Exercise brief :: Update the lines from the first one up to and including the line with "column 669, row 702", putting "widest part" wherever "thickest part" appears and leaving everything else unchanged.

Excerpts of location labeling data:
——————

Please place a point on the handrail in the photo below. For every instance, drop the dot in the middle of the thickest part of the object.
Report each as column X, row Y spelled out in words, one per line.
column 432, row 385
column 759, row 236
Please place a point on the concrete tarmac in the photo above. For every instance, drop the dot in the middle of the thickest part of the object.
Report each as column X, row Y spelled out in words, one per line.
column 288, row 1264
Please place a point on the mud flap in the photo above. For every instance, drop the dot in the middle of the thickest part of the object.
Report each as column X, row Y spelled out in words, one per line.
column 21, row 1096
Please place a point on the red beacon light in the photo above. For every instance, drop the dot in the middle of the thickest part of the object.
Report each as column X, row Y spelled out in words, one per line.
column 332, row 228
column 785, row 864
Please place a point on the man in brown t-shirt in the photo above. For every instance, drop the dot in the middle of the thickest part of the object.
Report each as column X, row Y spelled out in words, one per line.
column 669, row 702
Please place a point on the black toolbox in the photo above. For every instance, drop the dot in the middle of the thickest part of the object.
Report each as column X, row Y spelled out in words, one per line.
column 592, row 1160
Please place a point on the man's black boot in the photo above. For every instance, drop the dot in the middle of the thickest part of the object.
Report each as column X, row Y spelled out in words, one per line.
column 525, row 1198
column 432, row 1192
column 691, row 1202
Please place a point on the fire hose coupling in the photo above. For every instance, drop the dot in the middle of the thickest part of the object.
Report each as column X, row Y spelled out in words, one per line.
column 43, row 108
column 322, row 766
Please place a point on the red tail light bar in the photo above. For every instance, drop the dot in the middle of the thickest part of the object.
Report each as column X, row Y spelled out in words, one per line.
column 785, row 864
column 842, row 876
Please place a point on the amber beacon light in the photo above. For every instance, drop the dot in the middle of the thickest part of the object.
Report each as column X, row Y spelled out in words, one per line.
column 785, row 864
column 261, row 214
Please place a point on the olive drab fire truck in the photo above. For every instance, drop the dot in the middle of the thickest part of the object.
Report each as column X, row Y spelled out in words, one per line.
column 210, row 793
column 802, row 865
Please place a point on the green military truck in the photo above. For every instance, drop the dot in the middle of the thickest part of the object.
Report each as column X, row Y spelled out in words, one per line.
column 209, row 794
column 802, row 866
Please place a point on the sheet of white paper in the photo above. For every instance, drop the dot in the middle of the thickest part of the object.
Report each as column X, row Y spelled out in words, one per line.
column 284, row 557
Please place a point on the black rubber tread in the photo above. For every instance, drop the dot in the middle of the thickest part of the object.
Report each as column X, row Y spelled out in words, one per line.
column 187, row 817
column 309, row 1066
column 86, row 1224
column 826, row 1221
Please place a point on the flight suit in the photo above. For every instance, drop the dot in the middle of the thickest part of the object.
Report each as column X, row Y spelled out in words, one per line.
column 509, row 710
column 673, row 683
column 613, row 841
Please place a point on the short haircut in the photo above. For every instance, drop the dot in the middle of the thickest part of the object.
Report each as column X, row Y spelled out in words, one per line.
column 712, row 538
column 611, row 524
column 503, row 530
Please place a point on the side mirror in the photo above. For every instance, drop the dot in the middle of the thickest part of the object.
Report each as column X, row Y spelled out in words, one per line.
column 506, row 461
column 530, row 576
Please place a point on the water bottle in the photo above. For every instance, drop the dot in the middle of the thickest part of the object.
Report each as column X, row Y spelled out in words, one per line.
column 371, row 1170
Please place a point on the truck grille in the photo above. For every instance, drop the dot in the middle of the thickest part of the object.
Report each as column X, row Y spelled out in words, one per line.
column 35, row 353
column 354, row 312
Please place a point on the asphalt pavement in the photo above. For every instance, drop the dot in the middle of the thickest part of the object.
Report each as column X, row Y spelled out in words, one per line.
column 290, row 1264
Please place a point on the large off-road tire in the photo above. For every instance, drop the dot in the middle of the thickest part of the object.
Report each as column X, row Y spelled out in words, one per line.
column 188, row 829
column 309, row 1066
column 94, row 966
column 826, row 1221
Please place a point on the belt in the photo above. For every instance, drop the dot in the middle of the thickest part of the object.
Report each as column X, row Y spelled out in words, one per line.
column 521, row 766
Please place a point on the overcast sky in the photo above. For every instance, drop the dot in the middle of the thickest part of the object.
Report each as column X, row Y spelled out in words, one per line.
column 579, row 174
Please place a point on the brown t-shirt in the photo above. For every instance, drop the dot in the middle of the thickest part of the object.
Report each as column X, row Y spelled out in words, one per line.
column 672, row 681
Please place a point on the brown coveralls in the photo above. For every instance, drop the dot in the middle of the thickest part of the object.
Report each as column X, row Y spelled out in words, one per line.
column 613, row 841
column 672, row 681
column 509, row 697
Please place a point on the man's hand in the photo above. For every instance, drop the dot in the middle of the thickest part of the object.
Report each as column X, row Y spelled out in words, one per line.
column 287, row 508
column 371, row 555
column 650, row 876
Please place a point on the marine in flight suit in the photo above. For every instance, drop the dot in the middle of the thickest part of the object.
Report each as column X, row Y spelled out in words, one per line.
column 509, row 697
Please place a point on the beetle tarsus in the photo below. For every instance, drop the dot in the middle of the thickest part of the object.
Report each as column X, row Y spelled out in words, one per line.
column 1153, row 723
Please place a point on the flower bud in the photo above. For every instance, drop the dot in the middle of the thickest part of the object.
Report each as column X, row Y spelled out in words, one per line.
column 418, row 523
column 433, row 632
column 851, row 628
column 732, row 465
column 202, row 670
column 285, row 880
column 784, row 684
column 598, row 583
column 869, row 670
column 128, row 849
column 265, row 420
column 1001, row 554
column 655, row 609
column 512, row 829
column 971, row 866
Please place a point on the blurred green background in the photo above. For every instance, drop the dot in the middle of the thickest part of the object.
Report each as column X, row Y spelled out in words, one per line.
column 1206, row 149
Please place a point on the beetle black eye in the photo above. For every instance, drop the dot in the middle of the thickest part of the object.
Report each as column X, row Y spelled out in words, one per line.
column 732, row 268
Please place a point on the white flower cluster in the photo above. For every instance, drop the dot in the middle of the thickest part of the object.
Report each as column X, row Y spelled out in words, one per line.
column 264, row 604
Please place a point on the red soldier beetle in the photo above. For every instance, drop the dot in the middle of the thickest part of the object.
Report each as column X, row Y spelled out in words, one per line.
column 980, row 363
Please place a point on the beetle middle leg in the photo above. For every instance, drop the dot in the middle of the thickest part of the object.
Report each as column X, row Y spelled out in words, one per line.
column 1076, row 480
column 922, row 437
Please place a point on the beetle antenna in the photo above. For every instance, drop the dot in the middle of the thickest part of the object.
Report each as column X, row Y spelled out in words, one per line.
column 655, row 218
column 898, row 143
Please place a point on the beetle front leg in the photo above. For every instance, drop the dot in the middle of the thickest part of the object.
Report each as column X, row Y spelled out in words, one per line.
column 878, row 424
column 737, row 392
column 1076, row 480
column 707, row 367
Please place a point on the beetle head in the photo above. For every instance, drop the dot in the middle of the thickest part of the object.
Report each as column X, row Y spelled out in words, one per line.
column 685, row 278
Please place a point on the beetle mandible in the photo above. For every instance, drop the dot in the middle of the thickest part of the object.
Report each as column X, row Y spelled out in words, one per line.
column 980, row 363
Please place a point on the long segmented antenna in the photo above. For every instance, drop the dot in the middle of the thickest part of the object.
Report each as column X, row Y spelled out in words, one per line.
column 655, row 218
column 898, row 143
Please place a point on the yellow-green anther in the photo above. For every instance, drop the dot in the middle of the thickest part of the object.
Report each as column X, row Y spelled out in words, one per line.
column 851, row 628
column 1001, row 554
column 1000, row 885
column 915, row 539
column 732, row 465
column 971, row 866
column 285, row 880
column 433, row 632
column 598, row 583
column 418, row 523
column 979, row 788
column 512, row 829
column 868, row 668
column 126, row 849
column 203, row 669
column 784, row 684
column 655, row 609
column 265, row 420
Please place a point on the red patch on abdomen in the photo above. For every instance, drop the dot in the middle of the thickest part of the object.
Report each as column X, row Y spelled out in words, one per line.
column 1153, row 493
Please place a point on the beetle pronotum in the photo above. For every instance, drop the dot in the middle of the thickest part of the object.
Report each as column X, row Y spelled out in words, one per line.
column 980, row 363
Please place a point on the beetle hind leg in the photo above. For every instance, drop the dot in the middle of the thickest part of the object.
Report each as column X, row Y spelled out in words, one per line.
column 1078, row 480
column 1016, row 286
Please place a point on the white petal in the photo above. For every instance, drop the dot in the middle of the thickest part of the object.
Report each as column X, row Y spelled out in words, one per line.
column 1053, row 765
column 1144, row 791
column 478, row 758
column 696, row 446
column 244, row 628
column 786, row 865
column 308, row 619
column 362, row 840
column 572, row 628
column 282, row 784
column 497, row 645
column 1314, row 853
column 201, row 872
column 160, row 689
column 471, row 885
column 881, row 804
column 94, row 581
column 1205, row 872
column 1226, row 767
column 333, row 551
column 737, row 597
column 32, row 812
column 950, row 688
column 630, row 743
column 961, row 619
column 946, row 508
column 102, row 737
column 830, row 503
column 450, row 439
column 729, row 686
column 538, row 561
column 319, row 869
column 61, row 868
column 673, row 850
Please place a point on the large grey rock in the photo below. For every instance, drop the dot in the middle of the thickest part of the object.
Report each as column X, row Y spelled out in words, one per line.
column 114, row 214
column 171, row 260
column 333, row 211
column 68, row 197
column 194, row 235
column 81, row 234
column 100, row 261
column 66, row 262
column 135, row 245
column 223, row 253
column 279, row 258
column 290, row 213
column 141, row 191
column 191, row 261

——————

Full output ::
Please place a point on the handrail in the photo below. For every instance, drop the dot in the middle of the widest part of the object.
Report each as column X, row Y spelled out in words, one per line.
column 432, row 385
column 759, row 236
Please place a point on the concrete tarmac in the photo above. For every instance, drop the dot in the middle of the widest part of the object.
Report each as column X, row Y spelled out in words, one per line.
column 288, row 1264
Please place a point on the mud flap in the photo above. For every instance, drop the dot in the middle of the widest part of the object.
Report each as column X, row Y spelled out in words, one per line.
column 21, row 1096
Please place a point on the red beacon light in the photo above. For every instance, drop the dot in the middle of the widest part of the object.
Report each as column X, row Y spelled out in words, one per line.
column 332, row 228
column 785, row 864
Please place a point on the man in brown t-shirt in the photo above. For every instance, drop the dot in the middle of the widest part of the object.
Report each as column X, row Y spelled out in words, one per line.
column 669, row 702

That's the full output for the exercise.